(SUPPLIED MATERIAL):
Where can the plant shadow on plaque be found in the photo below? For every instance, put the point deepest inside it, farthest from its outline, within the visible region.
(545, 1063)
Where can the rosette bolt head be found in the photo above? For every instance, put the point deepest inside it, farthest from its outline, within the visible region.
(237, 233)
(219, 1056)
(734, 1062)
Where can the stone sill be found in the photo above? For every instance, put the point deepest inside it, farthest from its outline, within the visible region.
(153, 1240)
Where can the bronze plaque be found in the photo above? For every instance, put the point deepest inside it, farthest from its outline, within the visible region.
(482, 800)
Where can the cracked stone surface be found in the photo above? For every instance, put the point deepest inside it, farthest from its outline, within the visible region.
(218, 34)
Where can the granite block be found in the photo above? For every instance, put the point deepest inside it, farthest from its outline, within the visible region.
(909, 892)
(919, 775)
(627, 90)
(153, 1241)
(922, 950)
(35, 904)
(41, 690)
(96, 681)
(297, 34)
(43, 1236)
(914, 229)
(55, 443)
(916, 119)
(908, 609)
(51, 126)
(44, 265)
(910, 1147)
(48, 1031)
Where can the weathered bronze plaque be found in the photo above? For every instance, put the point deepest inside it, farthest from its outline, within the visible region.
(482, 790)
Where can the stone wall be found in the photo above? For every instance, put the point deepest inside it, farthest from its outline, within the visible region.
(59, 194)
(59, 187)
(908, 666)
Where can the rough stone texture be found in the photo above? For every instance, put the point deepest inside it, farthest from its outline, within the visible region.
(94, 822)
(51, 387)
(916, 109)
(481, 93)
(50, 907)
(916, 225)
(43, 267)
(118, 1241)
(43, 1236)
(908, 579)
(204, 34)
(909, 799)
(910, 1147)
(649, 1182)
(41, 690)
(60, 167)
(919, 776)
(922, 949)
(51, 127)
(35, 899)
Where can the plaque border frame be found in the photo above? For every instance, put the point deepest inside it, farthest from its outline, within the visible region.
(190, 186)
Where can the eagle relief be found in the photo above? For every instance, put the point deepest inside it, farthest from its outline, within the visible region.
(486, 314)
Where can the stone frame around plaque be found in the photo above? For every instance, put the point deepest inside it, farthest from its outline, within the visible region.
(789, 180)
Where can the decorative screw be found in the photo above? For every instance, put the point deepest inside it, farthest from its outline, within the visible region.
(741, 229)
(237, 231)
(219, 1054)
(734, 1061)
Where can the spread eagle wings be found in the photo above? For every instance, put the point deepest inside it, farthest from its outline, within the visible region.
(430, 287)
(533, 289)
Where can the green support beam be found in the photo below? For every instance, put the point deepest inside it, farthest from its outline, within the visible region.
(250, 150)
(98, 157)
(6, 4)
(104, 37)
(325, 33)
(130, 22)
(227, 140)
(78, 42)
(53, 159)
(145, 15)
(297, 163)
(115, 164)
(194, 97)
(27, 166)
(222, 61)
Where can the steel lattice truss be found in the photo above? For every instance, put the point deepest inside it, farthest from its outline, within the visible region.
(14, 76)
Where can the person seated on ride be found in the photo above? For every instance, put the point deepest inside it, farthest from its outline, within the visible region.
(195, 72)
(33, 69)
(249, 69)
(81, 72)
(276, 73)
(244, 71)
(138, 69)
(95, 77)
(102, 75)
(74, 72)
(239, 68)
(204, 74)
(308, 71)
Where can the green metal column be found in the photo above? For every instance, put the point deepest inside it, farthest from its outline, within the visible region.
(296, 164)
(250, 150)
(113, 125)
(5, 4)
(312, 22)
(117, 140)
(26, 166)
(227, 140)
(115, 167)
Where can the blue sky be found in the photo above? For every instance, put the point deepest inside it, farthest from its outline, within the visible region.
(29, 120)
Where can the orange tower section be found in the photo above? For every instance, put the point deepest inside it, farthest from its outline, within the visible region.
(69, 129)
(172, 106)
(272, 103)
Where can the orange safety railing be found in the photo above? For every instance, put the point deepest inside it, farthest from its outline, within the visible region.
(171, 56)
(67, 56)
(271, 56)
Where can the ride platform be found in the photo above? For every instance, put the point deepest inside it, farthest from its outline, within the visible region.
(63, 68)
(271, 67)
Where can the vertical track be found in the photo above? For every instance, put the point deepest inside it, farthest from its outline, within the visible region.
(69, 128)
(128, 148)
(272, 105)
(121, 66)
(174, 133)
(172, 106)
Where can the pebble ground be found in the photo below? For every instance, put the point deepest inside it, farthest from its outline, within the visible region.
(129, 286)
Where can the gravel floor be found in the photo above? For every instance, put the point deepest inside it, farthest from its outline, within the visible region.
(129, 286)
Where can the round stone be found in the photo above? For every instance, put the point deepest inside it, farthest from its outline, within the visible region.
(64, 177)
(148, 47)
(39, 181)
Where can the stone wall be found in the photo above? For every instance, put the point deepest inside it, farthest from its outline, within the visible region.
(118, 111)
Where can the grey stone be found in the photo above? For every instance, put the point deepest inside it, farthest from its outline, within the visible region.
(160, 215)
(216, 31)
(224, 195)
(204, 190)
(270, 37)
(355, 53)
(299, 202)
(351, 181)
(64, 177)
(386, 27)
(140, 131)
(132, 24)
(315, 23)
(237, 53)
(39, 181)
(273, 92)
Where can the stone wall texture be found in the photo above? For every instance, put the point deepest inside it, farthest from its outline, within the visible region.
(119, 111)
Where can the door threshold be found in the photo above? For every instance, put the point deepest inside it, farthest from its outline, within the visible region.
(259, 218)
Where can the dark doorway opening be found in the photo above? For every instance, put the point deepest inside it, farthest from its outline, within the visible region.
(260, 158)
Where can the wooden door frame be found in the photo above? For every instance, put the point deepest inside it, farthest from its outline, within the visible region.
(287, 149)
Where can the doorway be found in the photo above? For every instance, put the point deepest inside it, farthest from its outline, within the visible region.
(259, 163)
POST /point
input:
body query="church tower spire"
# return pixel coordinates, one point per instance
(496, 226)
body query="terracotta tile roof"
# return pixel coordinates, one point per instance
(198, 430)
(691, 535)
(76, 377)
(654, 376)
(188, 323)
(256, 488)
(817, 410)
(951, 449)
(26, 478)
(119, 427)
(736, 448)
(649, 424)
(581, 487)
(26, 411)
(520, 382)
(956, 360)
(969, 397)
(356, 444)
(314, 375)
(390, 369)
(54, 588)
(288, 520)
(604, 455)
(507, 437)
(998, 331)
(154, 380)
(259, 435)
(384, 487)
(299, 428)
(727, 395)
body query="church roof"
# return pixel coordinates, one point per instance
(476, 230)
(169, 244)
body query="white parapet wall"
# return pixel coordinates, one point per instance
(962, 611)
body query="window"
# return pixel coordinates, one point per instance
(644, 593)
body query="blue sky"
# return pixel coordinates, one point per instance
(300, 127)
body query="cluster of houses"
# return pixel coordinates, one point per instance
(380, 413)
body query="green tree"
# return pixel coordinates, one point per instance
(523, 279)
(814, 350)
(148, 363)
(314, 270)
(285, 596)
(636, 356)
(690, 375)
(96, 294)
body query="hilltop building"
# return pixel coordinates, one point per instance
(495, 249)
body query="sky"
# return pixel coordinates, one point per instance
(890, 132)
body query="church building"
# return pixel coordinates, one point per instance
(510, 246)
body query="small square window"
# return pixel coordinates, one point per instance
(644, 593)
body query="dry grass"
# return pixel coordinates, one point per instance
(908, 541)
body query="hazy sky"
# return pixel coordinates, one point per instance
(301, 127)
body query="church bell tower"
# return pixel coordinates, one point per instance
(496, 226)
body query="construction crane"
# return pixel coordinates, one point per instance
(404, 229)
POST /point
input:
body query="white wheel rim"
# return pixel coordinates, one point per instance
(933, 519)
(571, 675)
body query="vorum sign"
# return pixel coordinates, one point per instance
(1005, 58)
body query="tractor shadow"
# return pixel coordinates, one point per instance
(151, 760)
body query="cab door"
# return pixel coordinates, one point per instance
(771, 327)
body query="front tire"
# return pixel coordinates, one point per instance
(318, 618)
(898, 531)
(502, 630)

(TRY IT): Some lines of the records above contain the word "building". How many are there? Reply with the number alone.

(RESPONSE TO THIS EXERCISE): 2